• _Work request_:
Go over the listing below line by line, and return each one holding the string "negative".

• _Task data_:

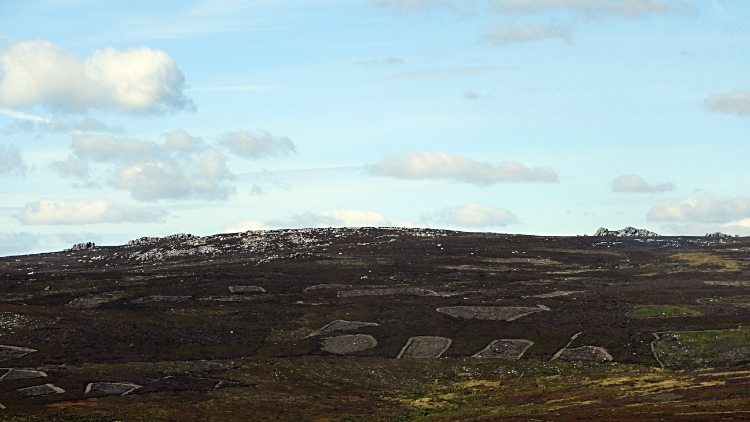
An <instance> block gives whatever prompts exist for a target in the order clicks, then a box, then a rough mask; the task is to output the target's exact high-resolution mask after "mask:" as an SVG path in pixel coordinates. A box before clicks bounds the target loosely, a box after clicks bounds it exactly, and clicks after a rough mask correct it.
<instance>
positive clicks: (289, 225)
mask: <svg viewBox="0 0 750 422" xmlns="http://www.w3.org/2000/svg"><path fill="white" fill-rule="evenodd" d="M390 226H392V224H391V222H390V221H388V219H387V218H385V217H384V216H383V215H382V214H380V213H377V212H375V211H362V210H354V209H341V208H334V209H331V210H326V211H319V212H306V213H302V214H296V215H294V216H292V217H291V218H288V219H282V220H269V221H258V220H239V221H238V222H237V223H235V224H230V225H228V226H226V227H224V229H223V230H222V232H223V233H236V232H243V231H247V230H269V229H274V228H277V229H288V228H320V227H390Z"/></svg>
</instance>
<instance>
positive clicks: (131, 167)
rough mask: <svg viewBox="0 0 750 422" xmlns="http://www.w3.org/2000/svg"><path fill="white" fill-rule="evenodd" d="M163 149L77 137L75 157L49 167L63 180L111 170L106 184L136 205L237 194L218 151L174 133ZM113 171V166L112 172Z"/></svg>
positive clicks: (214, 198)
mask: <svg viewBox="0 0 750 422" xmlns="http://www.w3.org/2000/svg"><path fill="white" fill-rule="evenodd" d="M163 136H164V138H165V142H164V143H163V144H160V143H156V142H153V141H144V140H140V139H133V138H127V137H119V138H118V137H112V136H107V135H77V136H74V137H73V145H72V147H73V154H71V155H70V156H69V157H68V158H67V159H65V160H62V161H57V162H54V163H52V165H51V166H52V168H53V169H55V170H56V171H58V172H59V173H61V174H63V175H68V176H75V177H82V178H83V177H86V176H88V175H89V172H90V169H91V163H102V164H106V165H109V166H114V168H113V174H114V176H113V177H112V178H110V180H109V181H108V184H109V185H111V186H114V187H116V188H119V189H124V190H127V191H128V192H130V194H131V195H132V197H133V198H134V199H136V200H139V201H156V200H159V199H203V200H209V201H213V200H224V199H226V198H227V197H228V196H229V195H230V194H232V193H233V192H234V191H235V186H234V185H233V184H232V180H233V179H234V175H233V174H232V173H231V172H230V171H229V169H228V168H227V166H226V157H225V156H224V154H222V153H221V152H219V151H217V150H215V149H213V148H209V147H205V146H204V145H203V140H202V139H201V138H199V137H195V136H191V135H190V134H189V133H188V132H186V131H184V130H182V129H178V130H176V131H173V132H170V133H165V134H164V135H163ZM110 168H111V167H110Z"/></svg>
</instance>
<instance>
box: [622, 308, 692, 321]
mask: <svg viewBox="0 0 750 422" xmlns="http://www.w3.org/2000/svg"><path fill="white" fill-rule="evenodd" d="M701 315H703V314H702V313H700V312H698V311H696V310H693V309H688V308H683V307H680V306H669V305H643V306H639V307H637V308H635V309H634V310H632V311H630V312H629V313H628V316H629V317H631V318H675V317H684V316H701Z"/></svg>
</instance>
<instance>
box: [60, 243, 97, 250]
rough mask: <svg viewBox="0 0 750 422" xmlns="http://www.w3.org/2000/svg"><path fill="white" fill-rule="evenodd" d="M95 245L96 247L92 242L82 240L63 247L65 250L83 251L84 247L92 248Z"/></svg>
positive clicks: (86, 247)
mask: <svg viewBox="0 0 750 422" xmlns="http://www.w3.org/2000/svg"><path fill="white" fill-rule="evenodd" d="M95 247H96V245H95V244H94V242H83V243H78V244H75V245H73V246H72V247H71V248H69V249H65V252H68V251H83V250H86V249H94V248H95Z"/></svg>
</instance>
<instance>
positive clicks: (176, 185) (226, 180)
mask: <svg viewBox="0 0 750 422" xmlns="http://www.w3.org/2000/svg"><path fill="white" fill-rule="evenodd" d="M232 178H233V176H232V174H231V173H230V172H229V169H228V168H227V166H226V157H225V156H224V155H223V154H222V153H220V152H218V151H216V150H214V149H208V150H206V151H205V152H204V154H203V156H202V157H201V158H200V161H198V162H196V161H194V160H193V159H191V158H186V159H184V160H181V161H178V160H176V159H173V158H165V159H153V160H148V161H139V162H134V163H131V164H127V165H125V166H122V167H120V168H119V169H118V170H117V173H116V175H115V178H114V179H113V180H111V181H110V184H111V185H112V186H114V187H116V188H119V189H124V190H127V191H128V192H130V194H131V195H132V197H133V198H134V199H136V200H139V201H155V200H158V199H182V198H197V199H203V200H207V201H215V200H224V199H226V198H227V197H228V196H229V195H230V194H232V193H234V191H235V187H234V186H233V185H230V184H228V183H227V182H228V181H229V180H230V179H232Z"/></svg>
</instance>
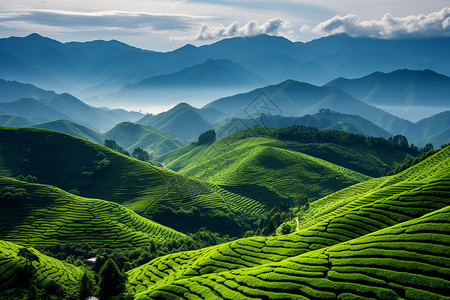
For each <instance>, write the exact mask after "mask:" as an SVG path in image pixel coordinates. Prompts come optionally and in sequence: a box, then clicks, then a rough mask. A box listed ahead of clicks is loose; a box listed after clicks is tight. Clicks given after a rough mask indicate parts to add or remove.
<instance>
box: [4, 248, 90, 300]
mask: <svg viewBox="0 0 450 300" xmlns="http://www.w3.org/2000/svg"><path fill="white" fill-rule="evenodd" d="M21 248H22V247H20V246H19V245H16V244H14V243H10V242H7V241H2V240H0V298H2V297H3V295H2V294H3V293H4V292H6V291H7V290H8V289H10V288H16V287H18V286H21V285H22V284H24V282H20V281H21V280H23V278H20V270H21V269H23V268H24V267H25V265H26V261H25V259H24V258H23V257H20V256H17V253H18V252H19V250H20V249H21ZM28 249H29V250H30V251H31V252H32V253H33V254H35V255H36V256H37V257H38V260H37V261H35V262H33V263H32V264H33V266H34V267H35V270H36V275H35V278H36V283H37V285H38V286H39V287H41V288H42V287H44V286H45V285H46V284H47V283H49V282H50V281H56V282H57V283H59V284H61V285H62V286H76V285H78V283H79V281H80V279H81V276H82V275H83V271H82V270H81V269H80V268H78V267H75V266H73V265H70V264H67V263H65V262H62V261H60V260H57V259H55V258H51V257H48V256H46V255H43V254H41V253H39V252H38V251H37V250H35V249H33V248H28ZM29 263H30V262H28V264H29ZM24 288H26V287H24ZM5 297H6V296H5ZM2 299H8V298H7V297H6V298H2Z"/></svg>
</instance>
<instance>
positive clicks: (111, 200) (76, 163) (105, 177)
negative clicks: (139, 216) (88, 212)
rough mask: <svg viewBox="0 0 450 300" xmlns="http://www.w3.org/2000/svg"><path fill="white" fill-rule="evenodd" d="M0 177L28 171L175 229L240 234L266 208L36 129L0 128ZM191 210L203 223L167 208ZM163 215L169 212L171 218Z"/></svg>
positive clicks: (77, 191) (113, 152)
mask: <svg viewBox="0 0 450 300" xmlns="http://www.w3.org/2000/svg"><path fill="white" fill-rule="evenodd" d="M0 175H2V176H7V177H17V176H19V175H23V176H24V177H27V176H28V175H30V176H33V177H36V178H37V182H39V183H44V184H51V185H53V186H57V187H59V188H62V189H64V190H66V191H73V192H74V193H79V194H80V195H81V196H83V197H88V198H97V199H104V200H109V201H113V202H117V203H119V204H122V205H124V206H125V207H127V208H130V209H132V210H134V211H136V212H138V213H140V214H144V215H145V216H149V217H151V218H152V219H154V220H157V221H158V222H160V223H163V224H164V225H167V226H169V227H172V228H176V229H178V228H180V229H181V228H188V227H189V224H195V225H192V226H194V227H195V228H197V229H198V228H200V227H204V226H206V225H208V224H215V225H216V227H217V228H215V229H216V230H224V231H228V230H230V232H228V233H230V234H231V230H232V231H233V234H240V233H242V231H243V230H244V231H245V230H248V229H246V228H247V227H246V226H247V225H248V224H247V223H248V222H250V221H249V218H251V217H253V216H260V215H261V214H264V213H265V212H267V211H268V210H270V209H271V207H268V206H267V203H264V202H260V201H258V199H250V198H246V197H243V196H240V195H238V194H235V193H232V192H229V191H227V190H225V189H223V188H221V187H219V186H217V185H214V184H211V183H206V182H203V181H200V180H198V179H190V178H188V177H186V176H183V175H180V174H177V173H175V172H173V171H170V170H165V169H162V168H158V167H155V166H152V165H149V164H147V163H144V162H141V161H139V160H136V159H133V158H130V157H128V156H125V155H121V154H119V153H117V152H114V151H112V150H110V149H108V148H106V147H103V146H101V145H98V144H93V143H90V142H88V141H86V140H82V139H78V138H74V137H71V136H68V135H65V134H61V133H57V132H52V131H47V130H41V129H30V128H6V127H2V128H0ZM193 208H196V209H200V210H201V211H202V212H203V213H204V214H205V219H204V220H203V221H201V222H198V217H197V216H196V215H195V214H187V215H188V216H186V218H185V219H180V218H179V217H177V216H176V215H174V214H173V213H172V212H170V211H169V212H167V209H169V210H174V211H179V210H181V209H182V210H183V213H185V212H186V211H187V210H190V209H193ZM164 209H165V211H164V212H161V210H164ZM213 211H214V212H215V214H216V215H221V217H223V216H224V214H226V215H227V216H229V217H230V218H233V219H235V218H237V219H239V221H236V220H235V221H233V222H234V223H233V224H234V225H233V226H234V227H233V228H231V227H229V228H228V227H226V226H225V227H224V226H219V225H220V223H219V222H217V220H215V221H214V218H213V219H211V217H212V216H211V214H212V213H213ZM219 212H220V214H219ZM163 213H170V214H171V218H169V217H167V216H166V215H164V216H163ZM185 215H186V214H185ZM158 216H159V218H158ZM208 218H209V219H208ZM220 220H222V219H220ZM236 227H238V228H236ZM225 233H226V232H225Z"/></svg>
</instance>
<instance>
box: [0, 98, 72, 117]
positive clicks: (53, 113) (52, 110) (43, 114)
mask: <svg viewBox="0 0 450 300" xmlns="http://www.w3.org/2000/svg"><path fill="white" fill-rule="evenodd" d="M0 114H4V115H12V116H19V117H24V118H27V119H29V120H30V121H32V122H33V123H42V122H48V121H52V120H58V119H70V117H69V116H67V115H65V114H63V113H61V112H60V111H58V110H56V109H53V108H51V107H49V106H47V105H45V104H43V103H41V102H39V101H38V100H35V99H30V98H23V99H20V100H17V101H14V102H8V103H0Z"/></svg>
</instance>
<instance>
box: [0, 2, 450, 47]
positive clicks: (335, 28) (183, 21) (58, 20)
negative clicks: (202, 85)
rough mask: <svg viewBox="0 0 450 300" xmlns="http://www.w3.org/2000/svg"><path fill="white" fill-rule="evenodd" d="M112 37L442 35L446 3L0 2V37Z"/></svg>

• _Task solution_:
negative clicks: (139, 216) (88, 212)
negative clicks: (202, 85)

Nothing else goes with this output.